**THE TASK**
Count how many of the lines below contain the string "hillside" and reply with that number alone.

[Saved entries]
- - - - -

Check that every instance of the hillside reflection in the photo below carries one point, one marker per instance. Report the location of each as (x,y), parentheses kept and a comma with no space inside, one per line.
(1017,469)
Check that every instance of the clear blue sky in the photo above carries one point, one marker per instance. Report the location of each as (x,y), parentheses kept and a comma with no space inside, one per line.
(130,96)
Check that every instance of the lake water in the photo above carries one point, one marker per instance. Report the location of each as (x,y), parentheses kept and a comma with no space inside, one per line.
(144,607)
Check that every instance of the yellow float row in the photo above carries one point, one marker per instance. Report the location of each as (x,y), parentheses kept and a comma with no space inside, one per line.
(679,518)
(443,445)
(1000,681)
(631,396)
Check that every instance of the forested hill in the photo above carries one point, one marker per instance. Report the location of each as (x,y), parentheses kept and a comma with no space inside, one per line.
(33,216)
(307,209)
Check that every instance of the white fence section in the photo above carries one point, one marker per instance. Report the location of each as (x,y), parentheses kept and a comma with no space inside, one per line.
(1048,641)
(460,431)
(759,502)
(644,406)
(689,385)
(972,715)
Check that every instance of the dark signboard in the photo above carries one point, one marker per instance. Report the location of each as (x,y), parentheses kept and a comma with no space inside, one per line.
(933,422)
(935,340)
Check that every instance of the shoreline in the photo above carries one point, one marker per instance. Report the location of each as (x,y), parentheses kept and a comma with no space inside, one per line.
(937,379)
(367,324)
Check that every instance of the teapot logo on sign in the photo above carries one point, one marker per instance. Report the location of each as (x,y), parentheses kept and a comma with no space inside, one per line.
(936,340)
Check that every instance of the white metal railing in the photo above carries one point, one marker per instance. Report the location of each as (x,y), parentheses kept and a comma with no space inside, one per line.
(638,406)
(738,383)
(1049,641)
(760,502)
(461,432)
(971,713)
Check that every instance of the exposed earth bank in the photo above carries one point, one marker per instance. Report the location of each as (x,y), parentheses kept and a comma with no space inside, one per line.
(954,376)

- - - - -

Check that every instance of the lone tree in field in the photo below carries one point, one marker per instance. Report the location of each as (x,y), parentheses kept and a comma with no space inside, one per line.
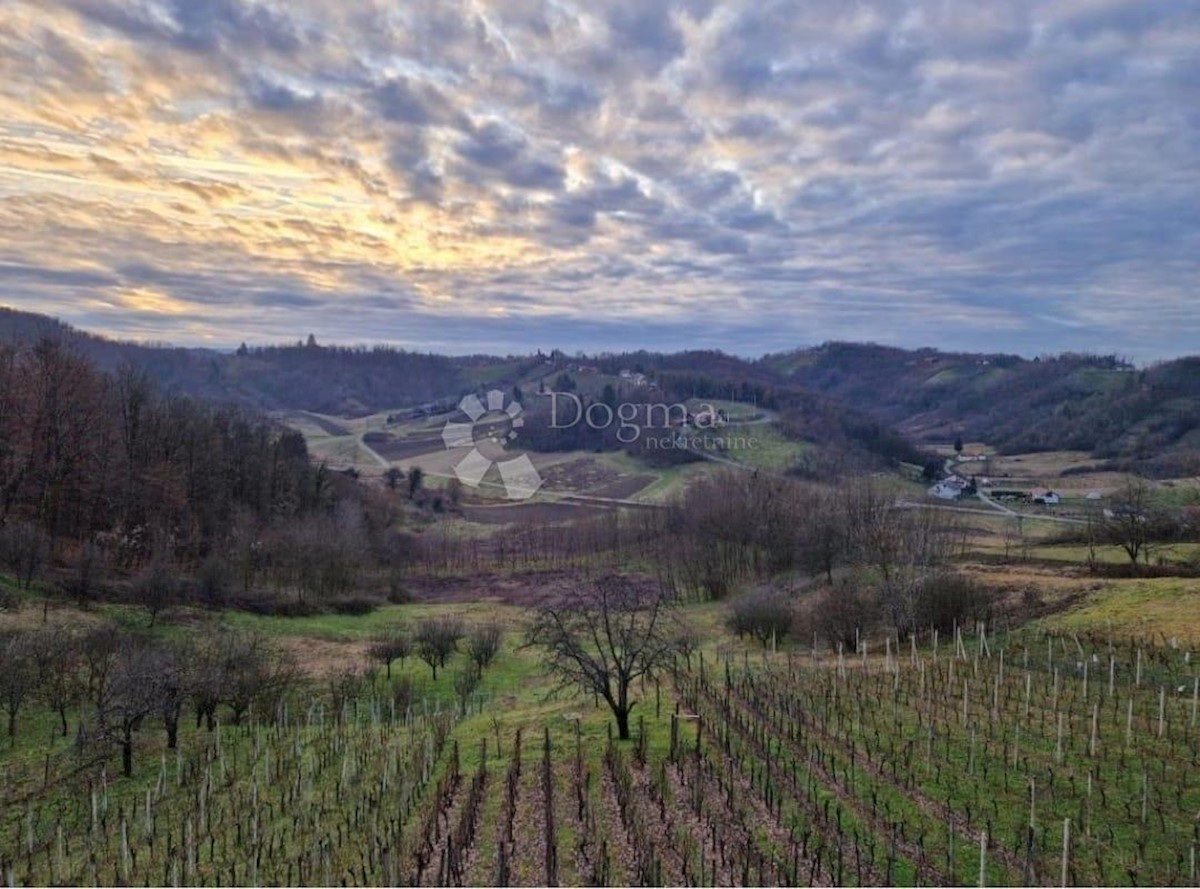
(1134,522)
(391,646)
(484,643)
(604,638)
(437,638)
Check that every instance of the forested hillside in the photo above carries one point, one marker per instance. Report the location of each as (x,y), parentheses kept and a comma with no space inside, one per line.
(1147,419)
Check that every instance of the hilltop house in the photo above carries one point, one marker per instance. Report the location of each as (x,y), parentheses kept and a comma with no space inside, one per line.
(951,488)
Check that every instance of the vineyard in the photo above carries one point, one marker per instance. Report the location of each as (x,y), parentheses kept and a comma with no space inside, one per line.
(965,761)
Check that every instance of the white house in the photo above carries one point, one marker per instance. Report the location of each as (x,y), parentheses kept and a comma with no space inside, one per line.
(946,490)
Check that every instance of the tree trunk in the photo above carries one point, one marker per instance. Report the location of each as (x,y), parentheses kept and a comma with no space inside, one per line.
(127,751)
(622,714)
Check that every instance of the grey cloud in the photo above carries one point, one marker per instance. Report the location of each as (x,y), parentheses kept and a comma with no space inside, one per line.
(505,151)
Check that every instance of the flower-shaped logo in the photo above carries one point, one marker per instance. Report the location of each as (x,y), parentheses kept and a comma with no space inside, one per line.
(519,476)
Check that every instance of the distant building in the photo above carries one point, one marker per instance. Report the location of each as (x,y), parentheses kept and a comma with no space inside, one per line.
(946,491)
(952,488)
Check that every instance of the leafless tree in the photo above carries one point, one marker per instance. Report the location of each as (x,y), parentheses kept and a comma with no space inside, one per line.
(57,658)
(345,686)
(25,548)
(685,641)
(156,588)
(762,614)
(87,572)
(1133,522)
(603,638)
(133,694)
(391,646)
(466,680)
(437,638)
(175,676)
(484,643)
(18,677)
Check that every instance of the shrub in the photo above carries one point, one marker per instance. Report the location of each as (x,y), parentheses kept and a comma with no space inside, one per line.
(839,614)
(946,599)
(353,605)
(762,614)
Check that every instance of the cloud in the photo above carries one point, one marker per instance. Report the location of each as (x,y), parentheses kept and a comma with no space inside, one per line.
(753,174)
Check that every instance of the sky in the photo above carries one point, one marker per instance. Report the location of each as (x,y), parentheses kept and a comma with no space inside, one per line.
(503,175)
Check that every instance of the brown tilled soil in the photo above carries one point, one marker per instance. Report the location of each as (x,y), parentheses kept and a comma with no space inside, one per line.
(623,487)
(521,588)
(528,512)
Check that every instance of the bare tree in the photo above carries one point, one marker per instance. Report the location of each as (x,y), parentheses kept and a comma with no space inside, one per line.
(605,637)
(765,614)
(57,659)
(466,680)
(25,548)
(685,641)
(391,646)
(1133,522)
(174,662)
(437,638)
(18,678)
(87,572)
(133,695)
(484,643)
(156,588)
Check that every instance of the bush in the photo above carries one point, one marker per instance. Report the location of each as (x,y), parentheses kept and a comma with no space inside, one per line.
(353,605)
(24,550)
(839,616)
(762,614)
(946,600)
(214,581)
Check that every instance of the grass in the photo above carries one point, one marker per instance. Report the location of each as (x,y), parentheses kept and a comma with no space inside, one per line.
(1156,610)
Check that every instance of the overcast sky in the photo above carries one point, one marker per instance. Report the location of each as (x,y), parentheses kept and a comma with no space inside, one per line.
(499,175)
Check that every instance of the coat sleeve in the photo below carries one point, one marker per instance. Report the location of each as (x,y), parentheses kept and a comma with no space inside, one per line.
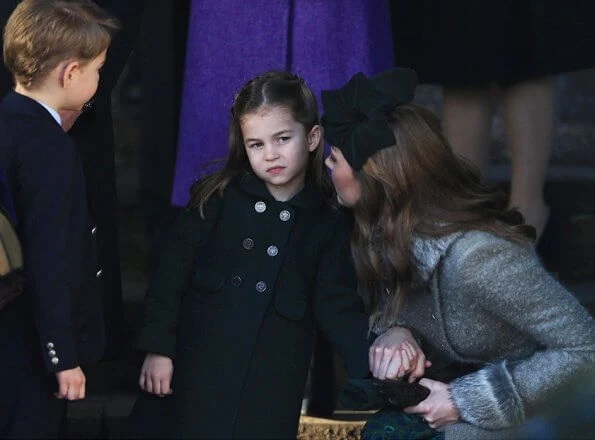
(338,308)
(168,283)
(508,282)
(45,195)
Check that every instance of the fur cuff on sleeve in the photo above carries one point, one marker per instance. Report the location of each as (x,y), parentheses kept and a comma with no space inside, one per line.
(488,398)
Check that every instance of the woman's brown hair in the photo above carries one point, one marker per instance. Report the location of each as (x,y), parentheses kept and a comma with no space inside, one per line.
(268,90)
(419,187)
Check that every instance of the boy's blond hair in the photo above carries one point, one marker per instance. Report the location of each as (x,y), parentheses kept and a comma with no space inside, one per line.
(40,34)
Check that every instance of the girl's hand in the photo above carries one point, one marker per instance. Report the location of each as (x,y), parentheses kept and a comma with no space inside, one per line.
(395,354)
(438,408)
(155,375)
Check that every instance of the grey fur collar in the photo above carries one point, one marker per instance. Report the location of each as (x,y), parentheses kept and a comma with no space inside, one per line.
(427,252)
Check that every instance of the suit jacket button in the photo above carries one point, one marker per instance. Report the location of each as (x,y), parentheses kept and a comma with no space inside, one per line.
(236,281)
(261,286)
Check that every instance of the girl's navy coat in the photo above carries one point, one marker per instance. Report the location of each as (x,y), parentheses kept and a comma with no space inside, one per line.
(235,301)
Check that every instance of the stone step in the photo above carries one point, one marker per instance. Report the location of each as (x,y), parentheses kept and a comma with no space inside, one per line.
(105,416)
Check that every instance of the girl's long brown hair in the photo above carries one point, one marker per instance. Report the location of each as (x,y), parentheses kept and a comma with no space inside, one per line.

- - - - -

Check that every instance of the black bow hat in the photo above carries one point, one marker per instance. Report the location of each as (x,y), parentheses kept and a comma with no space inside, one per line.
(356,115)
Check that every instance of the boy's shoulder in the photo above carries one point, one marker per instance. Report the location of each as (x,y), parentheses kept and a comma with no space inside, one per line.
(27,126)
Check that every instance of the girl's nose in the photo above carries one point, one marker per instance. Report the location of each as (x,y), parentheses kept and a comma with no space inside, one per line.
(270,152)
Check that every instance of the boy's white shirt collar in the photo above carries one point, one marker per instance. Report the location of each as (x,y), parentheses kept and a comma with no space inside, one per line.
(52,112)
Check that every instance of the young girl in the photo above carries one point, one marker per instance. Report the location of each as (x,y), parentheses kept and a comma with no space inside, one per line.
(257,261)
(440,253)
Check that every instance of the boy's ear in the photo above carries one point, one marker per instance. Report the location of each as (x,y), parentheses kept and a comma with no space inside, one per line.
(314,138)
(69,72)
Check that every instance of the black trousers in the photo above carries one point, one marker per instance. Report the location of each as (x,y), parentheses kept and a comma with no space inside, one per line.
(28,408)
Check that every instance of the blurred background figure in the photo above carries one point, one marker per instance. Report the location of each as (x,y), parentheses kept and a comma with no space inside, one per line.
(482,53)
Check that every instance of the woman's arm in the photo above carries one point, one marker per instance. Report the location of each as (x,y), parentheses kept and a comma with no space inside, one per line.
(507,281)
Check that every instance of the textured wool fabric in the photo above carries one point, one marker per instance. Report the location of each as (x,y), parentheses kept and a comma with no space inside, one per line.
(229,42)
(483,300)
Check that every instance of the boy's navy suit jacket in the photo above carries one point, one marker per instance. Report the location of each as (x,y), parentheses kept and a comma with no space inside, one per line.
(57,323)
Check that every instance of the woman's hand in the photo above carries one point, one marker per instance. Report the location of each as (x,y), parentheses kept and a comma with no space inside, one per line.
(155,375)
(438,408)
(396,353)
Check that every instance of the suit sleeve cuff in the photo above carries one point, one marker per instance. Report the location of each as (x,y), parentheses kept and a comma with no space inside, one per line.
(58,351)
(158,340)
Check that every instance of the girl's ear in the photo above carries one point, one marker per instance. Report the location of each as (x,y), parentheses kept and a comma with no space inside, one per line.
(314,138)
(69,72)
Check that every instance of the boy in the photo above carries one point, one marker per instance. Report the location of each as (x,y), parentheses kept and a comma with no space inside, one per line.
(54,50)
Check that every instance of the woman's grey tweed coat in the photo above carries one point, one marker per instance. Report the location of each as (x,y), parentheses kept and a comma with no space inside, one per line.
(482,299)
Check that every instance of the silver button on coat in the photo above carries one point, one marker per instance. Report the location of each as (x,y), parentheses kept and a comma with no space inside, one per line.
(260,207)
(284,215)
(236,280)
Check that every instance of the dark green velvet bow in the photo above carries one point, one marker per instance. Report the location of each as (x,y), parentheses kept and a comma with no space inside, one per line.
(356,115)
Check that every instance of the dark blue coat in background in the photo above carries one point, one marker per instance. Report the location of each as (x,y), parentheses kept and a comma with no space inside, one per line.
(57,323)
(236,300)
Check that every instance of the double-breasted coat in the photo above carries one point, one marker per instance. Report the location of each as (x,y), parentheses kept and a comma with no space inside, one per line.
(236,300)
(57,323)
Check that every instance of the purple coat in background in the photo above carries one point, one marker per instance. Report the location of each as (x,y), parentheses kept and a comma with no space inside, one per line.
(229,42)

- - - - -

**OUTPUT FOR THIS TASK**
2